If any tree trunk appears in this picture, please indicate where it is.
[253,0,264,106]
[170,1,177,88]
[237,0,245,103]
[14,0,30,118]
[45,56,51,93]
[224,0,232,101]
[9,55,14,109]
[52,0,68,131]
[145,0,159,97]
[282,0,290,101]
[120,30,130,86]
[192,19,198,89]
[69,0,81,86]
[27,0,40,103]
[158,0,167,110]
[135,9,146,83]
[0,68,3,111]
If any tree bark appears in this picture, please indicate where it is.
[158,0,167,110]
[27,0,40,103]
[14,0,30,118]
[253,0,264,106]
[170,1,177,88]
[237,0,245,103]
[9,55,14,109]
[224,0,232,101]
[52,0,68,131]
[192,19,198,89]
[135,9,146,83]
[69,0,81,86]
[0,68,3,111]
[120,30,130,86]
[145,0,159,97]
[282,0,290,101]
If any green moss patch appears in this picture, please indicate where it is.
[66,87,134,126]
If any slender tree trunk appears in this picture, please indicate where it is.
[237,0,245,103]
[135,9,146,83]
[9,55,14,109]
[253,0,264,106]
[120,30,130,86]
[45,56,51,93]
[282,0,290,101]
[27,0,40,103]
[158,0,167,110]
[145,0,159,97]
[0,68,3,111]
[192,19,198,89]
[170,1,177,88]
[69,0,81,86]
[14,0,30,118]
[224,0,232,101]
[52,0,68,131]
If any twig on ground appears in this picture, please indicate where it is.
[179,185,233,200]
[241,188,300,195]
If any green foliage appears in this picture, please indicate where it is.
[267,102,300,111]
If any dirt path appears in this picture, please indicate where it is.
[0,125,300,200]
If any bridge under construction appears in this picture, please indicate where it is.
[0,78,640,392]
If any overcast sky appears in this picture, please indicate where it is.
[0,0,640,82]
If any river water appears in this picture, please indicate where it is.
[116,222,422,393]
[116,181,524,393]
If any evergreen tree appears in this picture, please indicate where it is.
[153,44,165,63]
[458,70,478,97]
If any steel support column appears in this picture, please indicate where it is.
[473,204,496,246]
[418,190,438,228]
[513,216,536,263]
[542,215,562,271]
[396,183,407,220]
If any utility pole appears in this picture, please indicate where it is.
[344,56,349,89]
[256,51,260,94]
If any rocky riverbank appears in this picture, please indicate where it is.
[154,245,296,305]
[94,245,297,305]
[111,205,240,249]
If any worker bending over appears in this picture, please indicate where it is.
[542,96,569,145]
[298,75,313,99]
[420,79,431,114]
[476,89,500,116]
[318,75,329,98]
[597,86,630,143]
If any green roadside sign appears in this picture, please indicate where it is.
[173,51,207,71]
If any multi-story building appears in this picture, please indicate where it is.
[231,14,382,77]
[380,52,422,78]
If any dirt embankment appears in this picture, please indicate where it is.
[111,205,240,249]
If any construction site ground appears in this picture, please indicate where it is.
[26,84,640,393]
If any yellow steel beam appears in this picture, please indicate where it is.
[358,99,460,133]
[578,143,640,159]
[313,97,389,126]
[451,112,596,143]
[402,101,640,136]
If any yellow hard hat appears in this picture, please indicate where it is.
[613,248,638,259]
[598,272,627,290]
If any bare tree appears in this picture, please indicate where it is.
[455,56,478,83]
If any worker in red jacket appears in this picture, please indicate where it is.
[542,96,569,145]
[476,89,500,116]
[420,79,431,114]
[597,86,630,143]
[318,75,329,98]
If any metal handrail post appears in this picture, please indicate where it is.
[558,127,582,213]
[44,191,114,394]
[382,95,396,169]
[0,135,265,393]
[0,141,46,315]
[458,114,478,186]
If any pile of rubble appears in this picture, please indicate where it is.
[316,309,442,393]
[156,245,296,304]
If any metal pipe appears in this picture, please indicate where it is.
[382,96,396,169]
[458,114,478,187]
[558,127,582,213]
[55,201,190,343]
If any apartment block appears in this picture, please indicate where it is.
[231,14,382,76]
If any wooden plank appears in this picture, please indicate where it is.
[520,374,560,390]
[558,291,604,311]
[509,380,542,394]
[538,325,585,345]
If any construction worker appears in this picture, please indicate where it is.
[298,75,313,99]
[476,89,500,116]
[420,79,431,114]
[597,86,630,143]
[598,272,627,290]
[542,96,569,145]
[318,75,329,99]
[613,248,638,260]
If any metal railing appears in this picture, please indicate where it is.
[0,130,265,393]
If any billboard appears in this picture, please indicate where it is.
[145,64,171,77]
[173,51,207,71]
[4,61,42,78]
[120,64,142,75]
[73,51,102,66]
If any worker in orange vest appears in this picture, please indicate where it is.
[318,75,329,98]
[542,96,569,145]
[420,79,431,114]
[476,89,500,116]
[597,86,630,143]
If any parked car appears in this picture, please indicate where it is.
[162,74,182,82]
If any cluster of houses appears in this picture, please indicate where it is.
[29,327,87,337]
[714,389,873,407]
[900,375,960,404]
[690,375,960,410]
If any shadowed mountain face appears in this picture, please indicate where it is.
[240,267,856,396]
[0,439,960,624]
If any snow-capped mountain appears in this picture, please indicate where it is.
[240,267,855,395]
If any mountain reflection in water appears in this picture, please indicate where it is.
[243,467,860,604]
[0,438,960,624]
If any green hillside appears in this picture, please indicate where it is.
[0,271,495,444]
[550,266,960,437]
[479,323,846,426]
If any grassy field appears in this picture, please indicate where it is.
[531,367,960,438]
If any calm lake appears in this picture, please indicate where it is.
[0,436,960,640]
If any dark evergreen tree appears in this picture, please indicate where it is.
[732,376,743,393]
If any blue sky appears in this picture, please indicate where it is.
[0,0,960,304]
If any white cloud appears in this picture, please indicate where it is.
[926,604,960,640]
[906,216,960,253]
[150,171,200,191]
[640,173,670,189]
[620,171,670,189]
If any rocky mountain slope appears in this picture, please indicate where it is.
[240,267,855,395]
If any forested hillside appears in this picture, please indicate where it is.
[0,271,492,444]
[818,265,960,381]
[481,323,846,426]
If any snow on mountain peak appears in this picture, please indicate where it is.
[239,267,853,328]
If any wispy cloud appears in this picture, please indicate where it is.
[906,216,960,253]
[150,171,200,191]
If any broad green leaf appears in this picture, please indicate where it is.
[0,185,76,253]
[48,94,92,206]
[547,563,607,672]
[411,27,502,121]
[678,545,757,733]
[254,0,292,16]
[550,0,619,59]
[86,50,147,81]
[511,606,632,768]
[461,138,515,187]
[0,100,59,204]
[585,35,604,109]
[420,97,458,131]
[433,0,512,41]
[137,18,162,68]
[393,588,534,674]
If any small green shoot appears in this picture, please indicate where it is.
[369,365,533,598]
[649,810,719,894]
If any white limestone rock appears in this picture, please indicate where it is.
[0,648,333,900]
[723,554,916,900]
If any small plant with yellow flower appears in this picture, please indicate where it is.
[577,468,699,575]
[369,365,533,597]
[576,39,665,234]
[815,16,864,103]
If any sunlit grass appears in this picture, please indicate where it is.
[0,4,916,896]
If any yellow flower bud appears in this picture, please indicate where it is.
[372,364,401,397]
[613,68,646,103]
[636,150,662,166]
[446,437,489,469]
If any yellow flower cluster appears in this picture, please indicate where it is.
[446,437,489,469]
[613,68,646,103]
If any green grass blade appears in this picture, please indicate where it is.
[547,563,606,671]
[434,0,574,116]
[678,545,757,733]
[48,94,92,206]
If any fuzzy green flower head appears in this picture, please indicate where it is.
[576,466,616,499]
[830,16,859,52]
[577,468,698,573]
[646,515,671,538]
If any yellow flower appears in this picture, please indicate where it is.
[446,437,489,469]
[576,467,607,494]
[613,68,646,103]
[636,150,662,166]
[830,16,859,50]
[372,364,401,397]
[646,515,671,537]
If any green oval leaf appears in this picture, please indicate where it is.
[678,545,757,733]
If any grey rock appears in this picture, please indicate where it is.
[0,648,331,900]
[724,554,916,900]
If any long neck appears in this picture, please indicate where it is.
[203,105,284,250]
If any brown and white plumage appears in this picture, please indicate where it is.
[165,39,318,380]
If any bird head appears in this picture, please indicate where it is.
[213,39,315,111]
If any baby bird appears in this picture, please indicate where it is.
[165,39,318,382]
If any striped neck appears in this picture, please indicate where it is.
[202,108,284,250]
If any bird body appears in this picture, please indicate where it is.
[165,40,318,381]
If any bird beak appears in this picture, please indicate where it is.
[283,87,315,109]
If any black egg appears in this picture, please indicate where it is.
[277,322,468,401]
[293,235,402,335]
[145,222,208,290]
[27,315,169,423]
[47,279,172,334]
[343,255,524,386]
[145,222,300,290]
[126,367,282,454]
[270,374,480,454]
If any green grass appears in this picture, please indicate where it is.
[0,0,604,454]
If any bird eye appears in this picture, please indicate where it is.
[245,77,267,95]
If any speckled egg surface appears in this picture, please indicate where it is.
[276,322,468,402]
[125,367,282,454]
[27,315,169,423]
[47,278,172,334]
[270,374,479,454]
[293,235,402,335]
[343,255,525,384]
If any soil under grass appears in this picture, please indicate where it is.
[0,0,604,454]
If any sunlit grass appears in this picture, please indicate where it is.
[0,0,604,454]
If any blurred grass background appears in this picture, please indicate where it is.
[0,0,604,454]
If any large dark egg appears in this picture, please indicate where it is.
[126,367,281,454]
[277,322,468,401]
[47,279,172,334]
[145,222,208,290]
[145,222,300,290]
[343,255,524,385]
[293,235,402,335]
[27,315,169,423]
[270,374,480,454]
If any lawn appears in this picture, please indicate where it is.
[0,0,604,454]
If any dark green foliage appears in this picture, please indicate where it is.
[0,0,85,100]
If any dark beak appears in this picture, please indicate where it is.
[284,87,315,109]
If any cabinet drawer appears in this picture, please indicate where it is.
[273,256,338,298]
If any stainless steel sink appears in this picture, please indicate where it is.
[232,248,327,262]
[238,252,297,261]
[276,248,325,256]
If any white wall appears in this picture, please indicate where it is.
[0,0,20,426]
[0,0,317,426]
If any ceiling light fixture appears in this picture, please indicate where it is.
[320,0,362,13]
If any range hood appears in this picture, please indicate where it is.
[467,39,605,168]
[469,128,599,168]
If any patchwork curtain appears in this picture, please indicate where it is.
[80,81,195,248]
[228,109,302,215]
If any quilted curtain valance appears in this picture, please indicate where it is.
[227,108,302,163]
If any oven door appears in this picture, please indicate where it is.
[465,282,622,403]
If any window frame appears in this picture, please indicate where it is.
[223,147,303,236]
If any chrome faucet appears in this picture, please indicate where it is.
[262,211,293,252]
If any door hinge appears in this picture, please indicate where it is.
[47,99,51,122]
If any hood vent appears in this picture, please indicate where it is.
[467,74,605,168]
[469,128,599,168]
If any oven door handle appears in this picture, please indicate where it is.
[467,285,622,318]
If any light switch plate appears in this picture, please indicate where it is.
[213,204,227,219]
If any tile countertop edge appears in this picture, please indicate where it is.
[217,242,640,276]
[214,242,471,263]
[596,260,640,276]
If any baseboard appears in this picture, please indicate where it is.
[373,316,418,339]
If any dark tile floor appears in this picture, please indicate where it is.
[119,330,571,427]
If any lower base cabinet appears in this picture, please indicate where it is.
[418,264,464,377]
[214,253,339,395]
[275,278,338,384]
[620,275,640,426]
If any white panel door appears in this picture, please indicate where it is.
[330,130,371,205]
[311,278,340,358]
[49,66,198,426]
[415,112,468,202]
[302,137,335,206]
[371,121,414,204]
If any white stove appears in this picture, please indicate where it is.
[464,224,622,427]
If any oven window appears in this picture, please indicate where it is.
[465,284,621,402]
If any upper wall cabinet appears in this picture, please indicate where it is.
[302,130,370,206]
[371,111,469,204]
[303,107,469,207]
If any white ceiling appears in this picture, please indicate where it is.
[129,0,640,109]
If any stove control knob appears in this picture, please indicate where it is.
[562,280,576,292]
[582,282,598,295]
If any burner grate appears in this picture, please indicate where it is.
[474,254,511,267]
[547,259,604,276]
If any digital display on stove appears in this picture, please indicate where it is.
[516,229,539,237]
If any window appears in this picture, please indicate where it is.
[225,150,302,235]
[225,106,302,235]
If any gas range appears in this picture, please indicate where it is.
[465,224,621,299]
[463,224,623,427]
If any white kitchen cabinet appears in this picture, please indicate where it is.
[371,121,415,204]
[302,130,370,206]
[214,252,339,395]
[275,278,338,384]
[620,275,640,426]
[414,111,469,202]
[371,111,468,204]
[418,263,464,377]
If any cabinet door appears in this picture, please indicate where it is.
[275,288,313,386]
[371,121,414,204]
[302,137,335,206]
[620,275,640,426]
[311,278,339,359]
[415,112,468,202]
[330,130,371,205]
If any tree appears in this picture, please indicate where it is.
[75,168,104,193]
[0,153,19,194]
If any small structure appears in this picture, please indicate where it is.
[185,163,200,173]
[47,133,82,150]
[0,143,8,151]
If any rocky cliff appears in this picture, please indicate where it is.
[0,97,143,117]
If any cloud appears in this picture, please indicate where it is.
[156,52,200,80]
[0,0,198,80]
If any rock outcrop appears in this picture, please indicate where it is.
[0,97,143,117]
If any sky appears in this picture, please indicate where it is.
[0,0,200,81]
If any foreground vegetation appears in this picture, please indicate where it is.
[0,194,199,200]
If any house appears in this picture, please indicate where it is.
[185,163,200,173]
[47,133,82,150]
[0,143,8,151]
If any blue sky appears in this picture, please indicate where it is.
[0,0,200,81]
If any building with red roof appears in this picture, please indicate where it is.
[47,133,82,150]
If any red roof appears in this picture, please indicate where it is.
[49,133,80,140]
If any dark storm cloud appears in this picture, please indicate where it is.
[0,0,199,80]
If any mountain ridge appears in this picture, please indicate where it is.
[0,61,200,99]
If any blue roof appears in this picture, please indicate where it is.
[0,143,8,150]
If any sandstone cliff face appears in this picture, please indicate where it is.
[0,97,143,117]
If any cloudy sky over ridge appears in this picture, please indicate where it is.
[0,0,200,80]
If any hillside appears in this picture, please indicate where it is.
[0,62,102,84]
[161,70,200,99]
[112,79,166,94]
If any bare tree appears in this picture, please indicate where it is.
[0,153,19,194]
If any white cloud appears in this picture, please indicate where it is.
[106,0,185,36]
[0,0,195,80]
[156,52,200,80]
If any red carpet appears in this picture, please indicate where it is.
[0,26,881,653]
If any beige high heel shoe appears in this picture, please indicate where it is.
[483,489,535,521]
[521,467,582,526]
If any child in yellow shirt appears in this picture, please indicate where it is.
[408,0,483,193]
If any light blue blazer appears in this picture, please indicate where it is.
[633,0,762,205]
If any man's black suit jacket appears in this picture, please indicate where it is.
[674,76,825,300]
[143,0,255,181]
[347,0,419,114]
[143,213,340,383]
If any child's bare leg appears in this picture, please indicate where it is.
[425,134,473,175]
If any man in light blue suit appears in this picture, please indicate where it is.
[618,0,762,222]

──────────────────────────────

→ **AIM**
Give only the stretch from the line containing "If any light blue" through the line containing "[425,134,473,175]" again. Swap "bare leg" for "bare arm" and leave everything else unchanged.

→ **TASK RESPONSE**
If any light blue blazer appears in this picture, please indicate where it is.
[633,0,762,205]
If any man's black suit jacket appears in this picture, please indicate where it is.
[674,76,825,300]
[143,0,255,181]
[347,0,419,114]
[143,213,340,383]
If any child's bare arm appears in this picture, please indicate where it is.
[425,134,473,175]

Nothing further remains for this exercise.